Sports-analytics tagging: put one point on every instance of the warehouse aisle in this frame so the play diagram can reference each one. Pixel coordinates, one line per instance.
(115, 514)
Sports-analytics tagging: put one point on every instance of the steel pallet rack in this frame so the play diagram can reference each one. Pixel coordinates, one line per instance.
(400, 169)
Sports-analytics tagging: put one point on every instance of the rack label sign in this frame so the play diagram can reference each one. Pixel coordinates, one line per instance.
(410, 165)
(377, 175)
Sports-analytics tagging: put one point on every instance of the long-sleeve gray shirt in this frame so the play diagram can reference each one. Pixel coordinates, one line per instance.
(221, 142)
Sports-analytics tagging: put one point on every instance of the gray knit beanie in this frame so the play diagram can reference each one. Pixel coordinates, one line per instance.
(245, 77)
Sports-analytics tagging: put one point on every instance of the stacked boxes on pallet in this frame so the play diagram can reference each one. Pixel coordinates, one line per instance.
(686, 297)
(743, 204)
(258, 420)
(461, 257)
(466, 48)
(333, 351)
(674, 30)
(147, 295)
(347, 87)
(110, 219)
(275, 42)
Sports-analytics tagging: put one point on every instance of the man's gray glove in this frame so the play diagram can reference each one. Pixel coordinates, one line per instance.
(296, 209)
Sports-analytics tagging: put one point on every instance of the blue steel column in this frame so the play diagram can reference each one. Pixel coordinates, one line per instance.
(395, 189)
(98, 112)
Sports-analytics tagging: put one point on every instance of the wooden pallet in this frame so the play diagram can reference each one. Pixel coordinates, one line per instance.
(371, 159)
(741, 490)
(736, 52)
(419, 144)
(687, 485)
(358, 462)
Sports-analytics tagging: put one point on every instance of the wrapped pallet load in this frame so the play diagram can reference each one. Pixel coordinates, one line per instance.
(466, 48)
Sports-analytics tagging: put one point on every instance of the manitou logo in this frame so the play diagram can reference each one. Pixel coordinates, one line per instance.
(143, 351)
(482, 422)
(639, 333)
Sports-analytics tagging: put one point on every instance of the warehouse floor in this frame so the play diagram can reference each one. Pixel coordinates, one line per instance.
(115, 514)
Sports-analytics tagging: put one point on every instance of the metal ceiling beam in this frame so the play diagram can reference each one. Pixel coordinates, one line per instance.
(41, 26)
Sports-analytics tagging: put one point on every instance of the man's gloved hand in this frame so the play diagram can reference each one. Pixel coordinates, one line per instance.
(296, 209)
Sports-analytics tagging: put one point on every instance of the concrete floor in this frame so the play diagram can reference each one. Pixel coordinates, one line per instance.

● Directions for this task: Write all of the records out exactly, including every line.

● Expected output:
Sports-analytics tagging: put one point on every instance of the warehouse aisle in this frame so the play diagram can reference each one. Pixel coordinates, one line per instance.
(115, 514)
Sports-analytics tagging: put one point on every instance of the steel pallet rack in this frame so the play diagram can reference each one. Pixel coordinates, one line per instance.
(400, 169)
Sports-analytics tagging: put one point on every instance of the rack label sign in this frame so the play diagram can reference each one. Pixel coordinates, one line per instance.
(410, 165)
(377, 175)
Sports-analytics tagging: put one point on every instance of the long-sleeve gray shirt in this frame so the play diagram can reference each one. Pixel coordinates, one line per instance.
(221, 142)
Sports-analytics tagging: put one point on every instance of the gray knit beanie in this frame so the play diagram can reference each one. Pixel coordinates, one line per instance.
(245, 77)
Sports-analytics tagging: put one point on every instance of the stacked boxes on pallet in this frame so the play diagram can reference each one. Pixel coordinates, one line per instance.
(686, 297)
(743, 204)
(258, 420)
(461, 257)
(466, 48)
(333, 351)
(674, 30)
(147, 295)
(347, 87)
(110, 219)
(275, 42)
Sports-analytics tagging: put one point on every instance of the man's gray glove in this frame so the play diagram can reference each one. Pixel coordinates, one line per instance.
(296, 209)
Sports-analytics tagging: put one point on every instance of the blue steel column in this frame so the play diagram can reference each one. Pixel coordinates, one line per instance.
(395, 189)
(98, 112)
Sports-analytics tagging: put one point on every instance of the wooden pallet in this frame so the play diagram can reference each one. Pixel coordinates, one line per instance.
(371, 159)
(741, 490)
(736, 52)
(419, 144)
(687, 485)
(358, 462)
Sports-analytics tagging: put one point on every instance of the wrapped pallet load in this frame so the play diagram can reference each one. Pixel coordinates, one line per instance.
(466, 48)
Sports-analytics tagging: put one point on every instance of the manitou logo in this frame so the play diagram can reference each one. Pixel coordinates, one line per instance.
(143, 351)
(482, 422)
(639, 333)
Sports-analytics tagging: put one point on every instance of the warehouse floor in this frame so the play diagram can reference each one. Pixel coordinates, one line per instance.
(115, 514)
Sports-analytics tagging: put one point on every instance of the metal ceiling beam in this frame so the play diagram can reference each one. Pixel coordinates, one line per instance.
(41, 26)
Sports-analytics tagging: put one point on every instance of the man's gloved hand in this frame so the play diagram can reference each one. Pixel coordinates, one line per instance.
(296, 209)
Sports-analytics tagging: put one point on every instance of the concrete floor in this frame so the play diagram can reference each one. Pixel coordinates, one line per instance.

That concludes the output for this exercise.